-- Texto da página --
“Dunkirk”, de Christopher Nolan, é um dos melhores filmes de guerra de todos os tempos, daqueles que o espectador vivencia o campo de batalha.
O filme não possui apenas um ou dois protagonistas, mas vários personagens em destaque, equivalentes aos muitos heróis de guerra anônimos. Os acontecimentos se passam em paralelo, numa seleção de microcosmos de muitas histórias que as guerras criam e que poucas viram memórias. O roteiro de Christopher Nolan resgata um evento que realmente aconteceu durante a Segunda Guerra Mundial. Nessa ocasião, navios militares receberam a ajuda de milhares de embarcações particulares menores vindas da Inglaterra para resgatar 300.000 soldados ingleses, franceses e belgas na cidade litorânea de Dunkirk, no norte da França.
Heróis anônimos
Essa narrativa, que não permite maior aprofundamento dos personagens, se alinha com a ideia de ilustrar os heróis anônimos da guerra. No entanto, isso prejudica a identificação do espectador com qualquer um deles. O primeiro que surge em cena, Tommy (Fionn Whitehead), pronuncia uma única palavra nos quase primeiros trinta minutos de filme. Todos revezam seu tempo na tela em tramas paralelas, algumas delas se cruzam por instantes. O único arco de personagem identificável é o de Peter (Tom Glynn-Carney), o filho do barqueiro Sr. Dawson (Mark Rylance). O jovem passa por uma jornada de transformação de amadurecimento que o leva a aceitar o estado instável do soldado resgatado vivido por Cillian Murph. Por isso, em certa cena responde que seu amigo está bem, mesmo já estando morto.

Itens do conjunto de dados
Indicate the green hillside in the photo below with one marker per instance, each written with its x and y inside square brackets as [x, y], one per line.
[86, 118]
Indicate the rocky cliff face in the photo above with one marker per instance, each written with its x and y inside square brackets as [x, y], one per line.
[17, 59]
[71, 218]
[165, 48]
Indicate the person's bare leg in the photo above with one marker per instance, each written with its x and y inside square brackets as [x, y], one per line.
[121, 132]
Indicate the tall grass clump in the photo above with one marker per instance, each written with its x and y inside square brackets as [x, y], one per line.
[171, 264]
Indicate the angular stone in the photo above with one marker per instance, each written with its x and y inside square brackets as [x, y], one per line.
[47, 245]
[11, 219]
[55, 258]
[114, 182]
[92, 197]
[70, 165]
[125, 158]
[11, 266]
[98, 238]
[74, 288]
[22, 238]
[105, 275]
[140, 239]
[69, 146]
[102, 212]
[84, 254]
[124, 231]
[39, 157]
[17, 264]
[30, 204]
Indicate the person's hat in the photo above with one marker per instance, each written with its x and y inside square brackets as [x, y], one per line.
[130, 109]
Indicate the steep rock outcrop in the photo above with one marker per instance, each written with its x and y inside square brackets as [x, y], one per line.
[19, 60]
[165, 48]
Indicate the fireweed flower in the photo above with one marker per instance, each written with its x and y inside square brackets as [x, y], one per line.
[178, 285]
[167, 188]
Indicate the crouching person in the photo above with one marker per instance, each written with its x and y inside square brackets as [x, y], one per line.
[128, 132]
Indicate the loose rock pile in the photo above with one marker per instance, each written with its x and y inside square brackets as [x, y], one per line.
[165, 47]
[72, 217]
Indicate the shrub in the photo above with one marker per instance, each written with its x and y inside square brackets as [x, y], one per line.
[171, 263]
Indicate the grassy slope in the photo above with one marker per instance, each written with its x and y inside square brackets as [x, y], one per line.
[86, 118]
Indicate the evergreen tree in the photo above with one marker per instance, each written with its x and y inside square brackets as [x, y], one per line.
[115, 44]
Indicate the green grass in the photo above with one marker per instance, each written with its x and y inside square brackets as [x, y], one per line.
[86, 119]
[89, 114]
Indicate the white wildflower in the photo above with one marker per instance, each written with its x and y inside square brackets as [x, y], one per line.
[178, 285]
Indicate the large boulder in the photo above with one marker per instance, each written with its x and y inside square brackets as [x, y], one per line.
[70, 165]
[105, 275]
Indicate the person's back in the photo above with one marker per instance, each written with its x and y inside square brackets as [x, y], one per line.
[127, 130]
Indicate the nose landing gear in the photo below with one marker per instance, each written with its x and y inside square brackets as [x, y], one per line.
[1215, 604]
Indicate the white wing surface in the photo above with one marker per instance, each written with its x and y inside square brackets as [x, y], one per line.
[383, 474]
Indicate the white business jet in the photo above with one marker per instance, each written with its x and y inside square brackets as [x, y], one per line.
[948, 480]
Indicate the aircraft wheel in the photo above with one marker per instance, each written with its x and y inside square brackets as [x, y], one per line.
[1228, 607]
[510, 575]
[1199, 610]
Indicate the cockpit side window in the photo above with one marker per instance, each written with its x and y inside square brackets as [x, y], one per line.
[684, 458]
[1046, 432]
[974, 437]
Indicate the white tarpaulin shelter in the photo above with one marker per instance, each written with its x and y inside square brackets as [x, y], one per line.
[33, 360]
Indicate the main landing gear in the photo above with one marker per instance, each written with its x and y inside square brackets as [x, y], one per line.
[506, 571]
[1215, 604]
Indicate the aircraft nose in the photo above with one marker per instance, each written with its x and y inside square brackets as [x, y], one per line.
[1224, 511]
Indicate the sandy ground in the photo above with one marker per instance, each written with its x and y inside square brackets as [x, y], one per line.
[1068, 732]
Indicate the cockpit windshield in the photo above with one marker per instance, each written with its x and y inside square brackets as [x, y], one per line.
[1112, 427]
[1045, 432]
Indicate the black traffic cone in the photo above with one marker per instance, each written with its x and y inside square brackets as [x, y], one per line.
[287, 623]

-- Exercícios --
- A) Redimensione os registros da linha que contém "Indicate the aircraft wheel" até a linha que contém "[1224, 511]", ambas incluídas. Reescreva todas essas linhas, com os pedidos, multiplicando por 2 cada coordenada das respostas e arredondando para números inteiros, com as metades para cima.
- B) Escreva a continuação da resenha sobre o filme “Dunkirk”, começando logo após a última frase apresentada.
O texto e os registros não têm nenhuma relação entre si.

-- Respostas --
- A)
Indicate the aircraft wheel in the photo above with one marker per instance, each written with its x and y inside square brackets as [x, y], one per line.
[2456, 1214]
[1020, 1150]
[2398, 1220]
Indicate the cockpit side window in the photo above with one marker per instance, each written with its x and y inside square brackets as [x, y], one per line.
[1368, 916]
[2092, 864]
[1948, 874]
Indicate the white tarpaulin shelter in the photo above with one marker per instance, each written with its x and y inside square brackets as [x, y], one per line.
[66, 720]
Indicate the main landing gear in the photo above with one marker per instance, each written with its x and y inside square brackets as [x, y], one per line.
[1012, 1142]
[2430, 1208]
Indicate the aircraft nose in the photo above with one marker per instance, each written with its x and y inside square brackets as [x, y], one per line.
[2448, 1022]

- B)
A um dos personagens é permitido um momento poético e totalmente cinematográfico, escapando da necessidade de descrever a realidade da guerra. Referimo-nos ao piloto inglês a bordo de um caça sem combustível que consegue derrubar um avião alemão inimigo antes que esse lance bombas sobre os soldados que aguardam o resgate na praia. Para ele, o tempo desobedece a lógica e transcorre mais lento que os demais acontecimentos da estória. Ele continua planando sua aeronave até pousar tranquilamente na areia, sem nenhuma avaria.
Incríveis cenas de batalha
Contudo, essa estrutura narrativa não é a principal qualidade de “Dunkirk”. O que deslumbra o espectador são as incríveis cenas de batalha. No ar, elas são arrebatadoras, focando duelos um-a-um, que levam o espectador a acompanhar as acrobacias dos pilotos para tentar vencer o inimigo. A câmera acompanha o movimento do avião do piloto inglês, alternando ponto de vista subjetivo dele com close ups de suas ações.
O que realça o realismo não só dessas cenas, mas de todas, especialmente as de ação, são os efeitos sonoros cortantes dos tiros, dos motores dos aviões, e das bombas. Poucas vezes um filme conseguiu um impacto semelhante nesse quesito. O seguidor de Nolan, no entanto, ressaltará que o som é uma obsessão para o diretor, porque “Batman Begins” já possuía efeitos sonoros acima do padrão. A trilha sonora de Hans Zimmer, nas sequências de suspense, se equipara e se alia aos efeitos sonoros, parecendo uma locomotiva começando a andar.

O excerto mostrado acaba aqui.